== STORED DATA ==
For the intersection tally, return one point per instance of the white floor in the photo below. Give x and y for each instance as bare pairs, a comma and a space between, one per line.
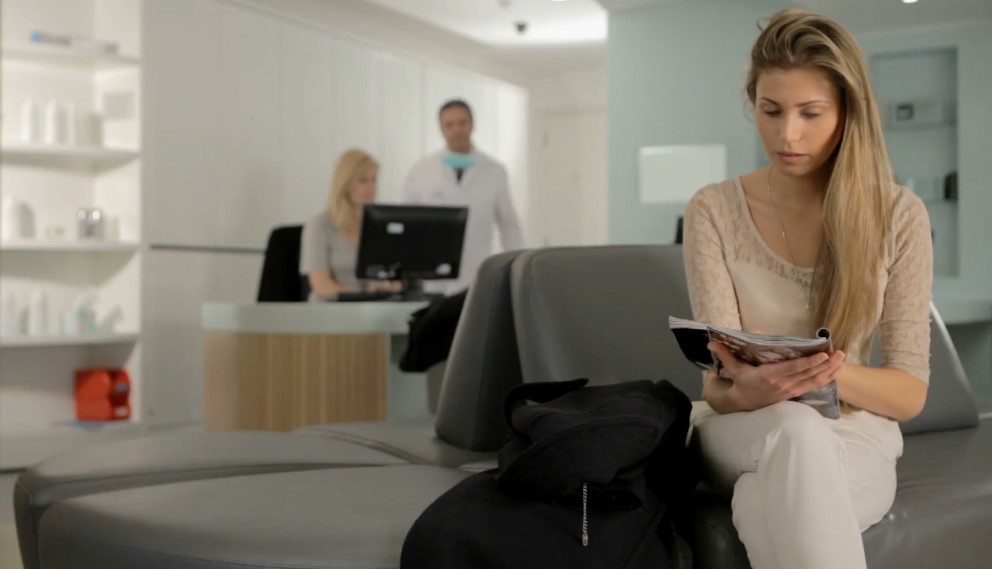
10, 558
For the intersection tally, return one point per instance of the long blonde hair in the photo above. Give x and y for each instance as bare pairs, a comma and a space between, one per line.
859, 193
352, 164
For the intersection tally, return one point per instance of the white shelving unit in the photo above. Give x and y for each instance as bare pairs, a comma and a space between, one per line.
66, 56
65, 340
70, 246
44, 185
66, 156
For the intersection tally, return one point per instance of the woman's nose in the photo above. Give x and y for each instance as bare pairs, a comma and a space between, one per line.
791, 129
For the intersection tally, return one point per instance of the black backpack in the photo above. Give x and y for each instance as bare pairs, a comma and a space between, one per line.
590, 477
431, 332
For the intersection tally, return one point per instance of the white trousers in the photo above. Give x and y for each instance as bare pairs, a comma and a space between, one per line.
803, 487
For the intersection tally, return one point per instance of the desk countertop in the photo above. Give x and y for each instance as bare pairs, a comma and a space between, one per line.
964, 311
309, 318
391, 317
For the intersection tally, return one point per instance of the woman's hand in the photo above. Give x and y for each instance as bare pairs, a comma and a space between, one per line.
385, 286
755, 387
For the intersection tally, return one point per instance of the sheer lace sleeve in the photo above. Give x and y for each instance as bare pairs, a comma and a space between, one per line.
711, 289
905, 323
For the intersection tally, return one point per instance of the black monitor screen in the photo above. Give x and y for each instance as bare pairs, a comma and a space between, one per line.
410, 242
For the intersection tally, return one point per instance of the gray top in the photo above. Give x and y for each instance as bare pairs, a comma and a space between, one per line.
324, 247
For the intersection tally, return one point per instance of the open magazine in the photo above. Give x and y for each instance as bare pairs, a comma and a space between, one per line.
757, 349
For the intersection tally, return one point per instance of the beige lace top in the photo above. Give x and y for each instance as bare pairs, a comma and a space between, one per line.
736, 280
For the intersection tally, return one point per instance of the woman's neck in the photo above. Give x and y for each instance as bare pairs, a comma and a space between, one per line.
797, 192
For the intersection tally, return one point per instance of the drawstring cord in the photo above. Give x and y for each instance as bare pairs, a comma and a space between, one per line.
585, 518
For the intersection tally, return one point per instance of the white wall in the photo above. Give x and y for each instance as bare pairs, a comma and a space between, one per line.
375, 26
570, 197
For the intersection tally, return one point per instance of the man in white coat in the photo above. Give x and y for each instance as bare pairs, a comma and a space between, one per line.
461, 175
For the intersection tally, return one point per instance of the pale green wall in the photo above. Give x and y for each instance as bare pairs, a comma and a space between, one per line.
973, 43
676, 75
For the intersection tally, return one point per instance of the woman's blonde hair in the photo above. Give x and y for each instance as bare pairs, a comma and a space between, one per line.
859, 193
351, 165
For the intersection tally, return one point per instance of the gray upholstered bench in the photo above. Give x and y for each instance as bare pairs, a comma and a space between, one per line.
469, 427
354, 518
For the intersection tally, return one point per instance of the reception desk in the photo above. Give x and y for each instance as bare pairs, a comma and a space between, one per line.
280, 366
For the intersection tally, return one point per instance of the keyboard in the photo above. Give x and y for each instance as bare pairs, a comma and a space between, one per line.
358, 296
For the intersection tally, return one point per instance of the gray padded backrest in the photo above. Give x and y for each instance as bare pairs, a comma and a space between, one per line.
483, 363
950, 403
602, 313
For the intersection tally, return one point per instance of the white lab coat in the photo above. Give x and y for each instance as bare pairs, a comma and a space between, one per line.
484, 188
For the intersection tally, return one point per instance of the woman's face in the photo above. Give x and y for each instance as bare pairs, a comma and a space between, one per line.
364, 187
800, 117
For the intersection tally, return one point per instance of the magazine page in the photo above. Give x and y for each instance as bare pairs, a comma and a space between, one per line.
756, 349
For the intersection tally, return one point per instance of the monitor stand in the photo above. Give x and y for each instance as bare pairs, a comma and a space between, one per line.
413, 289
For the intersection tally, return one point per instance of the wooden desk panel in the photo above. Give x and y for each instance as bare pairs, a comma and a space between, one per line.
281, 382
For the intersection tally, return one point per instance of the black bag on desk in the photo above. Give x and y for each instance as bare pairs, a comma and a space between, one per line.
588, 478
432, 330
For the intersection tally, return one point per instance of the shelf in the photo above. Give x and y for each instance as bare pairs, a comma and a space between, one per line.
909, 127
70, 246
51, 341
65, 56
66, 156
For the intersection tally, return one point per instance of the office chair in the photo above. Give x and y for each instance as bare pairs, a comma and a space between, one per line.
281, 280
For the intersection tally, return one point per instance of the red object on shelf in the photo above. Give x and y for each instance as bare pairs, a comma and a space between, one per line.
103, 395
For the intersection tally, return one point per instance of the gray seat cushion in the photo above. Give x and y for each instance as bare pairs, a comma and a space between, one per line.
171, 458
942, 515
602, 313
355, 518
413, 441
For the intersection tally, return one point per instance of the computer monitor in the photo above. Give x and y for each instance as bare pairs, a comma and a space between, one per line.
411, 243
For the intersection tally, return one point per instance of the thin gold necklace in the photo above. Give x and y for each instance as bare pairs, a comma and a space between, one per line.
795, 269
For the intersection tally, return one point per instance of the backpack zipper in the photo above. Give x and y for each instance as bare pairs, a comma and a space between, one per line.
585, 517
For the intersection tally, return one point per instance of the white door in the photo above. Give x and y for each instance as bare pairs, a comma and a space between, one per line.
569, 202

== ABOUT THIS TASK ==
Set every record down verbatim. No pictures belong in the copy.

== ANSWER ==
For the intersection tally, return one point per instance of the white floor in the photo below. Give x and y for each instance as bare pairs, a comma and a space between, one per line.
10, 558
For the intersection tally, return one point per instance of the long blonde hair in the photo above. Give x and y for each instance as bare pairs, a comma and a space between, one per line.
859, 193
352, 164
For the intersection tally, return one point per instance of the white shelving unit in the photo above. Give x and y for each instance as bare pairs, a comma and a space between, one per line.
66, 56
65, 340
70, 246
44, 185
66, 156
For the intersection tally, return one point per instance of the woman's nose in the photo above. Give x and y for each instance as bare pairs, a comma and a space between, one per line.
791, 129
For the intersection tally, return one point per instance of the black backpack in the photo above. Give x and y for each instance as bare pairs, a comma and a space between, one per line.
590, 477
431, 332
For the intersection tally, return one point per instance of the white trousers in the photo above. Give x and y for each instance as bare pairs, a comma and a space between, one per line.
803, 487
For the intersection tally, return one point per instance of the desk countertop in the photo above. Give x and y for each instance as bare pairs, a comma and a space between, one per line.
964, 311
309, 318
391, 317
For the intersection tally, return one point per instance of the woman's hand in the photo above. Give x and y for each instance as bare pairs, a comma and a space between, one per line.
385, 286
755, 387
For the intersection tally, return one point per instance of the sheer lace sleeve in the photo above. Give x and y for each instance as bare pairs, a comma and a space between, one per line.
711, 289
905, 323
For the intersection tally, return one point per instance of the black monitor screen in the photo above. Give x and y for each instance as bare pairs, a comma and a space between, one per line.
410, 242
For the intersection tally, return one point per instance of the gray top in the photo above. Give x and y for each instance as bare pairs, a comma and a space between, one per line.
324, 247
For the intersection tally, return one point per instance of the open magazine in the photo above. Give x and y for each instance as bare pairs, a comma and a space between, one per line.
757, 349
For the intersection tally, return one point per instance of the beige lace top in the photo above. Give x and y for each instance as bare pairs, a comma and a space between, one per line.
736, 280
For the intersection tally, return one point per instance of the woman's neck in the photo above. Give x and y for each instance as bare pairs, a comma and a space between, one per line.
797, 192
For the intersection tally, return one point per instance of the drawstring cord in the photo above. Give x and y for each instance as bare pairs, a comma and a space between, one per line.
585, 518
For the intersection tally, return one point per instance of the white wall in the photo above. Give x and y for each instance as bare pairs, a comma and a space between, one per line.
375, 26
570, 197
For the intersection tally, return one point per instance of the man in white coat in the photo above. Give x and y for each instance as bare pairs, a comma and a space between, one per line.
461, 175
For the intersection tally, return one point per instance of the pale green wall in the photo above. Give x and y for each instance as bare pairs, a comma and a space between, one per line.
973, 43
676, 75
For the intersection tally, return one point per instance of the woman's blonde hair in the photo above. Give x and y for each instance as bare pairs, a comma and a space between, one per line.
859, 193
351, 165
For the intersection tally, return one point per instance of the gray upholstered bench in the photo above. Give x and y for each instance as bare pairs, a comma and a space between, one per line.
469, 427
354, 518
For the intersection tally, return one point per instance of the reception desk in the photo above. Give x and y for each instance as bare pairs, a comma and a space between, one per line.
280, 366
For the intersection tally, return one point per instance of the keyboard in the photo above. Give x and y for each instance as bare pairs, a comma and a space between, one per line.
358, 296
For the intersection tally, return one point per instance of the gray padded backrest in the photo above. Give x and y for each instance as bare pairs, a comma and a space between, one per line.
483, 363
950, 403
602, 313
For the intersection tally, return one point per instance of the white lab coat in the photo above. Give x and y for each instance as bare pairs, a comma and a space between, one per line.
484, 188
For the intersection tally, return one point per instance of the woman's face in the photo above. Give x and y for each instance as bare pairs, a comma and a space between, one per line.
364, 187
800, 117
For the intersection tally, return one point per instance of the magazine page in the photo above. Give x and y for each instance as bare pairs, a comma and a space between, one per line.
756, 349
For the intersection tally, return one point per instance of the monitor stand in the photo above. Give x and y for each instance as bare pairs, a comma and a space between, one per line.
413, 289
For the intersection tally, return one point per instance of the wooden desk panel in the photo above. Give x and y for each instance as bare pairs, a comma and a space between, one per line.
281, 382
For the intersection tally, return one point per instance of the black bag on desk in the photo above. Give x and y for each instance as bare pairs, a comma and a space between, one per line.
588, 478
432, 330
For the intersection tally, return one point per instance of the shelf in the photo above. Give x and y for each instance as bare pairs, a comma and a space between, one per line.
909, 127
70, 246
51, 341
65, 56
66, 156
For the intersection tally, return one point per instance of the office chair in the photo above. Give x and y for each instance as bare pairs, a comma and a space between, one per line.
281, 280
For the intersection tally, return one point per instance of the red object on shelf in the photo above. Give x and y for each instance as bare pairs, a comma and a space between, one per line.
103, 395
For the intersection tally, return one point per instance of the gray seat cushion in the photo above. Give x and y for each instance as bare pairs, a comma and a space between, one per line.
171, 458
942, 515
602, 313
355, 518
413, 441
For the intersection tally, return one point per instance of the computer monitor in the photo above. Give x and y for each instance as bare pairs, a comma and a space between, one per line.
411, 243
For the intersection tally, return one point per instance of the thin gold necklace in the photo above. Give x and y for each instance as bare pairs, a comma and a space between, one per line.
795, 269
For the intersection tally, return one point per instance of the backpack zipper in the photo above. Give x and y for each instance as bare pairs, a comma and a space between, one per line.
585, 517
For the intersection tally, return one point per instance of the white door in the photo above. Give x and y for each instance as bare pairs, a comma and a space between, one per line.
569, 202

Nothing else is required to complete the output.